-- start Data lines --
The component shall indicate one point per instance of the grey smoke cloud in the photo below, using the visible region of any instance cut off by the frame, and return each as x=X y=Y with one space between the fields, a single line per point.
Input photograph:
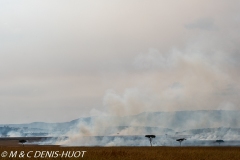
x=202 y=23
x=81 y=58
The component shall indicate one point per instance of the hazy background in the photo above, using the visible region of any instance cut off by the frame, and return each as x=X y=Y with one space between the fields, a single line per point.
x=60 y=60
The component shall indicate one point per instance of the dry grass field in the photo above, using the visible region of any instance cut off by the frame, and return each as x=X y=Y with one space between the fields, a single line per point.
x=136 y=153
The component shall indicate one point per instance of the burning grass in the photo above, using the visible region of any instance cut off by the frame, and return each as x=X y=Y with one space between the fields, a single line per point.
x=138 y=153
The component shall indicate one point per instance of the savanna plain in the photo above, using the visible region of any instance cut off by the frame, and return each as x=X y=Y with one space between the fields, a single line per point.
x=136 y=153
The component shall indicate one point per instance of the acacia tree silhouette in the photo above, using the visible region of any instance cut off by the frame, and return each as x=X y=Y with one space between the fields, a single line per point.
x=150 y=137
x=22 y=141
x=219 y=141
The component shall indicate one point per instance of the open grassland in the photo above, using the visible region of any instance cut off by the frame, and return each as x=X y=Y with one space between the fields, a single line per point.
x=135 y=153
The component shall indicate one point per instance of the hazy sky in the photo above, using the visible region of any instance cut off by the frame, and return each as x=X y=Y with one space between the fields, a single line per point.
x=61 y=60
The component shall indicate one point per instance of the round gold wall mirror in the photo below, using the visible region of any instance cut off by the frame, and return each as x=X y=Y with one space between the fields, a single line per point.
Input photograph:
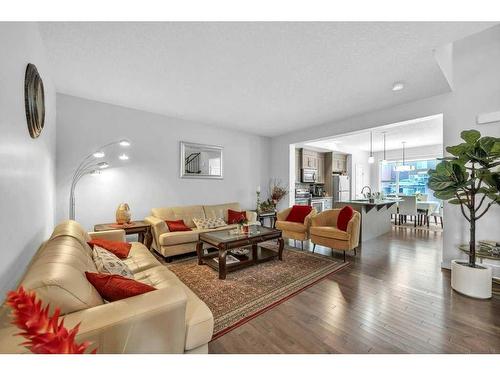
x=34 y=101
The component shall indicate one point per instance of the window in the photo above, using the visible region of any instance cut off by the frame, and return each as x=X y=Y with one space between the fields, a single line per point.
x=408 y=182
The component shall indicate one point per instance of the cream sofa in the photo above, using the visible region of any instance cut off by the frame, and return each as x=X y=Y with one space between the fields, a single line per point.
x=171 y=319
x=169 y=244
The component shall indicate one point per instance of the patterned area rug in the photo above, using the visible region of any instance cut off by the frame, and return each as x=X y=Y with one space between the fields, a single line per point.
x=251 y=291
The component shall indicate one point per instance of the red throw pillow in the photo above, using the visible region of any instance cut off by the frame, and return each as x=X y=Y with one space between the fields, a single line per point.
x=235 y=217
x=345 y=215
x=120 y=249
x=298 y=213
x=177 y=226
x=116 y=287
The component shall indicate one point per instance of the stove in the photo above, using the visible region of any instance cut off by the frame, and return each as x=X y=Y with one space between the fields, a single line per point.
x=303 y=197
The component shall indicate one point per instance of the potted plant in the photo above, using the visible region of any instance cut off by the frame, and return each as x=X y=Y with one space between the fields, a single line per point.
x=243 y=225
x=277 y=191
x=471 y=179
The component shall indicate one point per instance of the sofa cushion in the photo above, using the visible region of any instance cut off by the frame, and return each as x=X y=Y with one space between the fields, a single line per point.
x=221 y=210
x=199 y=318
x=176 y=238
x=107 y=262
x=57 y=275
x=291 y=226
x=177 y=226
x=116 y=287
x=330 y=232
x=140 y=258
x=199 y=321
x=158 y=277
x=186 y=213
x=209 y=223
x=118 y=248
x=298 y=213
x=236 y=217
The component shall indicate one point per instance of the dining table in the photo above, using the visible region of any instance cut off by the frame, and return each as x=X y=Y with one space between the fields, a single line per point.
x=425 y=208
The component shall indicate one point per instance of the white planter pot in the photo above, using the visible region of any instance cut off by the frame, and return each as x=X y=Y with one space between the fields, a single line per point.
-- end Data lines --
### Your task
Lay out the entries above as a Markdown table with the columns "Row" and "Entry": a row number in the first, one line in the second. Skip blank lines and leave out the pictures.

### Exercise output
| Row | Entry |
|---|---|
| 1 | The component shall indicate one point per instance of the grey smoke cloud in the photo below, using the visible region of any instance cut off by the frame, and return each as x=X y=Y with one space between the fields, a single line per point. |
| 2 | Input photograph: |
| 3 | x=202 y=23 |
| 4 | x=81 y=58 |
| 5 | The component shall indicate one point per instance of the hazy background in the photo above, using the visible region of any instance cut off by the frame, and return each as x=X y=Y with one space between the fields, a single line per point. |
| 6 | x=60 y=60 |
| 7 | The component shall indicate one point per instance of the dry grass field in the photo above, using the visible region of any instance cut off by the frame, and return each as x=X y=Y with one space between the fields, a single line per point. |
| 8 | x=136 y=153 |
| 9 | The component shall indicate one point per instance of the burning grass in the photo above, using the visible region of any instance cut off by the frame, and return each as x=X y=Y with one space between the fields, a single line per point. |
| 10 | x=138 y=153 |
| 11 | The component shall indicate one point per instance of the savanna plain in the photo above, using the visible region of any instance cut off by the frame, and return each as x=X y=Y with one space between the fields, a single line per point. |
| 12 | x=136 y=153 |
| 13 | The component shall indicate one point per instance of the acacia tree silhouette in the photo above, using the visible region of any instance cut off by the frame, and return each as x=X y=Y with one space between the fields, a single line per point. |
| 14 | x=150 y=137 |
| 15 | x=22 y=141 |
| 16 | x=219 y=141 |
| 17 | The component shall indicate one point per instance of the open grassland in the photo above, using the visible region of any instance cut off by the frame, and return each as x=X y=Y with one space between the fields, a single line per point. |
| 18 | x=135 y=153 |
| 19 | The component shall indicate one point per instance of the hazy sky in the photo above, using the visible region of any instance cut off by the frame, and return each as x=X y=Y with one space between the fields, a single line per point. |
| 20 | x=61 y=60 |
| 21 | The component shall indicate one point per instance of the round gold wall mirror in the photo below, using the visible region of any instance cut off by the frame, and return each as x=X y=Y with one space between the fields, a single line per point. |
| 22 | Input photograph: |
| 23 | x=34 y=101 |
| 24 | The component shall indicate one point per instance of the window in the photo above, using the visible region of any instance cut off by the frame, and return each as x=X y=Y with one space between the fields, a single line per point. |
| 25 | x=408 y=182 |
| 26 | The component shall indicate one point per instance of the cream sofa in the photo above, using the visible region of any instance cut off by the frame, and return each as x=X y=Y with one space between the fields, a single line per point. |
| 27 | x=171 y=319 |
| 28 | x=169 y=244 |
| 29 | The component shall indicate one point per instance of the patterned area rug in the photo above, using the visible region of any instance cut off by the frame, and return each as x=X y=Y with one space between the fields, a single line per point. |
| 30 | x=251 y=291 |
| 31 | The component shall indicate one point per instance of the red throw pillow in the photo above, using the visible region of any instance cut off by the frame, and return each as x=X y=Y with one space between the fields, a single line per point. |
| 32 | x=235 y=217 |
| 33 | x=345 y=215 |
| 34 | x=120 y=249 |
| 35 | x=298 y=213 |
| 36 | x=177 y=226 |
| 37 | x=116 y=287 |
| 38 | The component shall indicate one point per instance of the stove in the photo above, using the visible region of any instance cut off by the frame, and return each as x=X y=Y with one space between the fields, a single line per point. |
| 39 | x=303 y=197 |
| 40 | The component shall indicate one point per instance of the potted plant in the photo above, using the visible region of any instance cut off by the frame, and return each as x=X y=Y with one space between the fields, a single line per point. |
| 41 | x=243 y=225 |
| 42 | x=277 y=191 |
| 43 | x=471 y=179 |
| 44 | The component shall indicate one point per instance of the sofa cushion in the photo above, using the visible region of any instance cut off by the frame, and return each as x=X y=Y with one space between the fields, a single line per point. |
| 45 | x=221 y=210 |
| 46 | x=199 y=318 |
| 47 | x=176 y=238 |
| 48 | x=107 y=262 |
| 49 | x=57 y=275 |
| 50 | x=291 y=226 |
| 51 | x=177 y=226 |
| 52 | x=116 y=287 |
| 53 | x=330 y=232 |
| 54 | x=140 y=258 |
| 55 | x=199 y=321 |
| 56 | x=158 y=277 |
| 57 | x=186 y=213 |
| 58 | x=209 y=223 |
| 59 | x=118 y=248 |
| 60 | x=298 y=213 |
| 61 | x=236 y=217 |
| 62 | The component shall indicate one point per instance of the dining table in the photo above, using the visible region of any instance cut off by the frame, and return each as x=X y=Y with one space between the fields, a single line per point. |
| 63 | x=425 y=208 |
| 64 | The component shall indicate one point per instance of the white planter pot in the photo above, using the visible region of any instance cut off by the frame, and return each as x=X y=Y with one space between the fields, a single line per point. |